Aşağıdakileri tamamlayın:
**a)** Kronik Kitap yazısında "Kronik Kitap’tan birbirinden" ile başlayıp "Dünyaya Nasıl Hükmedecek?" ile biten kısmı hiç değiştirmeden yazın.
**b)** Kronik Kitap yazısını kaldığı yerden devam ettirin.

Alıntı metin:
┌──
Kronik Kitap’tan birbirinden kıymetli 8 kitap

(Gerçek Tarih) – Yayıncılıkta haklı olarak önemli bir yer edinen Kronik Kitap 2022’nin ağustos ayında da birbirinden kıymetli 8 kitabı daha okuruna ulaştırdı. Söz konusu kitaplar ile tanıtımlarında yer verilen ifadeleri sizler için derledik.
Havacılıktan teknolojiye, istihbarattan Osmanlı’ya, ortaçağdan Türk tarihine o kitaplar:
ROBOTLARIN İKTİDARI
Yapay Zekâ Dünyaya Nasıl Hükmedecek?

“Yapay zekânın bugün nerede durduğu, nasıl gelişebileceği ve insan toplumu için oluşturduğu riskler hakkında isabetli, dengeli ve bilgilendirici bir tartışma…”
Stuart Russell
“İster yapay zekâ alanıyla ilgilenin ister bu alanın şimdilik dışında olun, Martin Ford’un net ve eleştirel bakış açısıyla çok şey öğreneceksiniz.”
James Manyika
“Bugün yapay zekâdan daha önemli bir teknoloji yok. Martin Ford, iyi araştırılmış detaylarla bezeli sürükleyici kitabında bu önemli konu hakkında net içgörüler ve gözlemler sunma geleneğini sürdürüyor.”
└──
Verilen bilgiler:
┌──
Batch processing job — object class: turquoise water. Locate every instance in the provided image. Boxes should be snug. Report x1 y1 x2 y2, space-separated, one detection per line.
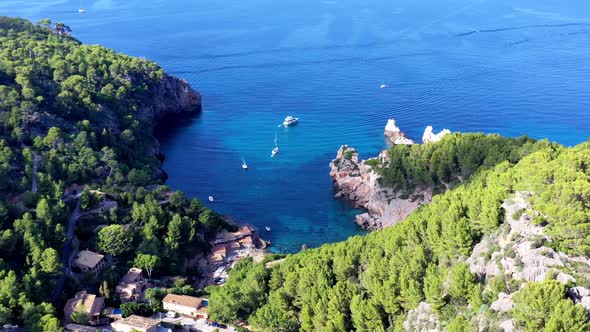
└──
Çözülen görevler:
**a)**
Kronik Kitap’tan birbirinden kıymetli 8 kitap

(Gerçek Tarih) – Yayıncılıkta haklı olarak önemli bir yer edinen Kronik Kitap 2022’nin ağustos ayında da birbirinden kıymetli 8 kitabı daha okuruna ulaştırdı. Söz konusu kitaplar ile tanıtımlarında yer verilen ifadeleri sizler için derledik.
Havacılıktan teknolojiye, istihbarattan Osmanlı’ya, ortaçağdan Türk tarihine o kitaplar:
ROBOTLARIN İKTİDARI
Yapay Zekâ Dünyaya Nasıl Hükmedecek?

**b)**
Erik Brynjolfsson
New York Times çoksatan kitabı Robotların Yükselişi’nin yazarından, yapay zekâ hayatlarımızı ele geçirdiğinde neler yaşanacağı hususunda çok yakın geleceğe dair çarpıcı bir çalışma… Yapay zekâ, doktorların hastalığı teşhis etme biçiminden arkadaşlarınızla nasıl etkileşim kurduğunuza veya haberleri nasıl okuduğunuza kadar her şeyi çoktan değiştirdi.
Ancak Robotların İktidarı’nda Martin Ford, gerçek devrimin henüz gerçekleşmediğini savunuyor. Nasıl ki bir zamanlar elektrik hayatımıza girdi ve önemli bir parçamız hâline geldiyse, yakın gelecekte yapay zekâ da böylesi bir etkiye sahip olacak. Makineler geliyor ve durmayacaklar; yirmi birinci yüzyılda gelişmek istiyorsak her birimizin bunun ne anlama geldiğini bilmesi gerekiyor. Üstelik ekonomiden tıbba, endüstriden toplumsal ilişkilere her alanda hayatımızı kolaylaştıran gelişmelerin kapısını aralayan yapay zekânın bir de karanlık tarafı var: Beraberinde getirdiği emsalsiz zorluklar ve tehlikeler işlerimizi, ekonomiyi, kişisel gizlilik ve güvenliğimizi, belki de en nihayetinde demokratik sistemi, hatta ve hatta uygarlığın ta kendisini etkileyecek.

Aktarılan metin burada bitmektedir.